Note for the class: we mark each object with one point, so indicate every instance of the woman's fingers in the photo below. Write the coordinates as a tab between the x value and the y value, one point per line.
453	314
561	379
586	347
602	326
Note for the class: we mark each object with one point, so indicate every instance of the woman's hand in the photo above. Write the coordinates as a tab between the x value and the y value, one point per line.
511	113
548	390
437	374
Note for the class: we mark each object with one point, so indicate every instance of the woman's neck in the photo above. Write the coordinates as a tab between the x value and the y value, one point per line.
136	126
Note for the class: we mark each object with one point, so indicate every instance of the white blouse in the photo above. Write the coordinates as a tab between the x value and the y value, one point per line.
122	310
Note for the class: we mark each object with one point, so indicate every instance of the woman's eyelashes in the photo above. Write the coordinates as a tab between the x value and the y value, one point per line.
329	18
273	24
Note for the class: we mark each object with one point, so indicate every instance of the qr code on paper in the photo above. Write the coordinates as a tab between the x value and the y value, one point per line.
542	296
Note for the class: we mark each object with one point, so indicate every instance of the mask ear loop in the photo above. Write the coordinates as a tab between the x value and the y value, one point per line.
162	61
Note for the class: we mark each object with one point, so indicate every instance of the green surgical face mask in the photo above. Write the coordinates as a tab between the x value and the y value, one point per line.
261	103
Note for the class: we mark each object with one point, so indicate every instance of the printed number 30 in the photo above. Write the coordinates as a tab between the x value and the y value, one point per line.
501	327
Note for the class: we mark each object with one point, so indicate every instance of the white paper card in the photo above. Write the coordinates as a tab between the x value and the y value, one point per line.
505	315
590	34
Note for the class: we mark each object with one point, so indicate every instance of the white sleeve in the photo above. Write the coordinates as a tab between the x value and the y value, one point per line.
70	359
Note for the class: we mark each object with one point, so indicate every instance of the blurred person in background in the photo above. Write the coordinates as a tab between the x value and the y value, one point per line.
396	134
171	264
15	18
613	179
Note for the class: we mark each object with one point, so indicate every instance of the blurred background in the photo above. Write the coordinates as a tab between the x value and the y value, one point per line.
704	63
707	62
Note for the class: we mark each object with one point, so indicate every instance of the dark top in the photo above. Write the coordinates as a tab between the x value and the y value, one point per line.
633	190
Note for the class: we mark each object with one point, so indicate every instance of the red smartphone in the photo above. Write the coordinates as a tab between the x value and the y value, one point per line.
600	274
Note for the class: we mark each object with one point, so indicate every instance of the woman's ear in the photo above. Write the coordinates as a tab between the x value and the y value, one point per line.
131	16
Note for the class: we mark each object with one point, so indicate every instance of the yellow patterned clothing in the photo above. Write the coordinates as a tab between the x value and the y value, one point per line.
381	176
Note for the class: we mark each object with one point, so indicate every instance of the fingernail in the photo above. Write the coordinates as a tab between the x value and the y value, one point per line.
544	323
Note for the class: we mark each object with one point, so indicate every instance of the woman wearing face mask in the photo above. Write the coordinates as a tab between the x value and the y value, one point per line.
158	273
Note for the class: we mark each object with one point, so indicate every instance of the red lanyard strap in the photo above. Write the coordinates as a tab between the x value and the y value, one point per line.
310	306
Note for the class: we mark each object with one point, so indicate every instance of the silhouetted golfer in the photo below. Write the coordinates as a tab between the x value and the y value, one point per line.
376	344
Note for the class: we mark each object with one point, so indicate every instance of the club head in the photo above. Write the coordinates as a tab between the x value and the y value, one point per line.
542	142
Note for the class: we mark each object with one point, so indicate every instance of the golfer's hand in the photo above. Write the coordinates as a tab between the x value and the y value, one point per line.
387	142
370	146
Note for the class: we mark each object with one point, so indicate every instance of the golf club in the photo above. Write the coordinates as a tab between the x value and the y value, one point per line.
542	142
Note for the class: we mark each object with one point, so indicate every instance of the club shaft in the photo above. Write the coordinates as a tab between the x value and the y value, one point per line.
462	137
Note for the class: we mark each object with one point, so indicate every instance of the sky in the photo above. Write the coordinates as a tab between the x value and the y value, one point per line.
::::::
= Your goal =
A complete, exact copy of the entries is required.

= Solved problem =
Note for the class: we mark each object with one point, so indicate every instance of the woman's fingers in the photo below. Write the coordinates as a tab between the x value and the y value, one point per line.
453	314
561	379
586	347
602	326
Note for the class: we mark each object with one point, so indicate every instance of the woman's hand in the photo above. Write the coordinates as a tab between the x value and the y value, one point per line.
511	113
548	390
437	374
Note for the class: we mark each object with one point, so indicate every instance of the woman's neck in the photo above. Write the coordinates as a tab between the x value and the y value, one point per line.
136	126
Note for the class: we mark each object with one point, so indicate every instance of the white blouse in the photo above. Write the coordinates as a tab between the x value and the y value, one point per line.
122	310
Note for the class: we mark each object with one point, so indicate every instance of the woman's eyelashes in the photo above. Write the coordinates as a tab between the x value and the y value, one point per line.
329	18
273	24
Note for the class: we mark each object with one point, so indicate every instance of the qr code on paper in the photo above. Write the coordinates as a tab between the x value and the y value, one point per line.
542	296
Note for the class: we mark each object with one point, so indicate every instance of the mask ear loop in the photo above. Write the coordinates as a tab between the x value and the y value, one point per line.
162	61
Note for the class: we mark each object with one point, so indicate every instance of the green surgical face mask in the photo above. Write the coordinates as a tab between the x value and the y value, one point per line.
261	103
Note for the class: we mark each object with one point, so indicate every instance of the printed number 30 in the photo above. Write the coordinates as a tab between the x value and the y value, one point per line.
501	327
Note for the class: we mark each object with one point, so indicate every instance of the white paper card in the photo above. Write the coordinates as a tab between the x value and the y value, one point per line.
505	315
590	34
Note for the class: we mark each object with one point, so indicate every instance of the white sleeve in the photo above. Write the coordinates as a tab between the x value and the y value, one point per line.
70	359
Note for the class: we mark each object with one point, so indicate every instance of the blurred person in background in the photo above. Write the coordinates as a tab between the x value and the y value, one point per line.
396	134
171	264
15	18
613	179
Note for the class: we mark each object with one point, so indicate every instance of the blurred background in the photo above. Write the coordinates as a tab between the x value and the y value, one point per line.
704	63
707	62
Note for the class: we mark each object with one point, so indicate every instance of the dark top in the photo above. Write the coordinates as a tab between the x value and the y value, one point per line.
633	190
Note for the class: we mark each object with one point, so indicate every instance of the red smartphone in the photo above. Write the coordinates as a tab between the x value and the y value, one point per line.
600	274
Note for the class: we mark each object with one point, so indicate every instance of the woman's ear in the photo above. Write the coordinates as a tab between the x value and the y value, one point per line.
131	16
Note for the class: we mark each object with one point, so indicate every instance of the yellow patterned clothing in the photo above. Write the coordinates as a tab between the x value and the y value, one point per line.
381	176
Note for the class: we mark each object with one point, so indicate every instance of the fingernail in the photo above. Write the coordinates as a tab between the x value and the y value, one point per line.
544	323
Note for the class: we mark each object with one point, so indicate every instance of the woman wearing face mask in the photo above. Write the coordinates as a tab between the x value and the y value, one point per line.
158	273
Note for the class: we mark each object with one point, so indicate every instance of the red lanyard strap in the photo above. Write the coordinates as a tab between the x value and the y value, one point per line.
310	306
Note for the class: we mark each object with one point, so indicate every instance of the silhouetted golfer in the photo below. Write the coordinates as a tab between the x value and the y value, one point per line.
376	344
Note for the class: we mark each object with one point, so indicate every instance of the club head in the photo above. Write the coordinates as a tab between the x value and the y value, one point per line.
542	142
Note for the class: we mark each object with one point, so indicate every instance of the golfer's hand in the photo above. Write the coordinates as a tab between the x value and the y value, one point per line.
387	142
370	146
Note for the class: we mark each object with one point, so indicate every instance of the golf club in the photo above. Write the coordinates as a tab between the x value and the y value, one point per line.
542	142
Note for the class: we mark each object with one point, so indicate every instance of the club shaft in the photo above. Write the coordinates as a tab between the x value and the y value, one point per line.
462	137
Note for the class: we mark each object with one point, so indicate every instance of the sky in the photo above. Write the coordinates as a tab between the x value and the y value, one point per line.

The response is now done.